▶ [Passage]:
[Begin]

Requiring arguments to be passed as keyword arguments

[Evan Simpson]

Less of a kludge, but longer and slower:

def _fkw_f(a, b, kw1, kw2=3):
  # kw1 and kw2 are forced-keyword.
  print a, b, kw1, kw2

def f(a, b=1, **kw):
  # Fixed-arg default values must live here
  return apply(_fkw_f, (a, b,), kw)

>>> f('a')
...TypeError: not enough arguments; expected 3, got 2
>>> f('a', 'b', 'kw1')
...TypeError: too many arguments; expected 2, got 3
>>> f('a', 'b', kw1='kw1')
a b kw1 3
>>> f('a', 'b', kw1='kw1', kw2='kw2')
a b kw1 kw2
>>> f('a', 'b', kw1='kw1', zoob=7)
...TypeError: unexpected keyword argument: zoob

As for Wish #2, how about

def f([args] ; [initialized locals]): [suite]

as in:

def f(a, b=2, **kws;
         split, join, x=mm.getx()):
  pass
  # split, join, and x are initialized locals.
  # split and join are shorthand for 'split=split' and 'join=join'
  # initializing values are evaluated the same way as default values.

Basically, this would act on local variables like

def f(a, b=2, split=split, join=join, x=mm.getx(), **kws): pass

but look like this to callers:

def f(a, b=2, **kws): pass

Duncan Booth <duncan at rcp.co.uk> wrote ...
> mhagger at blizzard.harvard.edu (Michael Haggerty) wrote...
>
> >Sometimes I would like to write functions with arguments that are
> >REQUIRED to be passed as keyword arguments rather than positional
> >arguments.  For example, for the following function I might want the
> >second parameter to be passed as a keyword parameter:
> >
> >    f(1, 2) # Exception
> >    f(1, variation=2) # OK
> >
>
> This is a kludge, but you can avoid accidental positional arguments if you
> stick in a tuple argument:
> >>> def f(x, (donotuse,)=(None,), variation=57):
> Wish list #1: A non-kludge way of doing this.
> Wish list #2: A way to specify a default argument that cannot be changed
> when called.
>

[End]

▶ [Given material]:
[Begin]

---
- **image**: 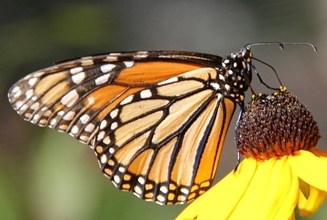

[End]

▶ [Short task]: In the forum thread on requiring keyword arguments, what output does the call f('a', 'b', kw1='kw1') print?

▶ [Written answer]: It prints "a b kw1 3".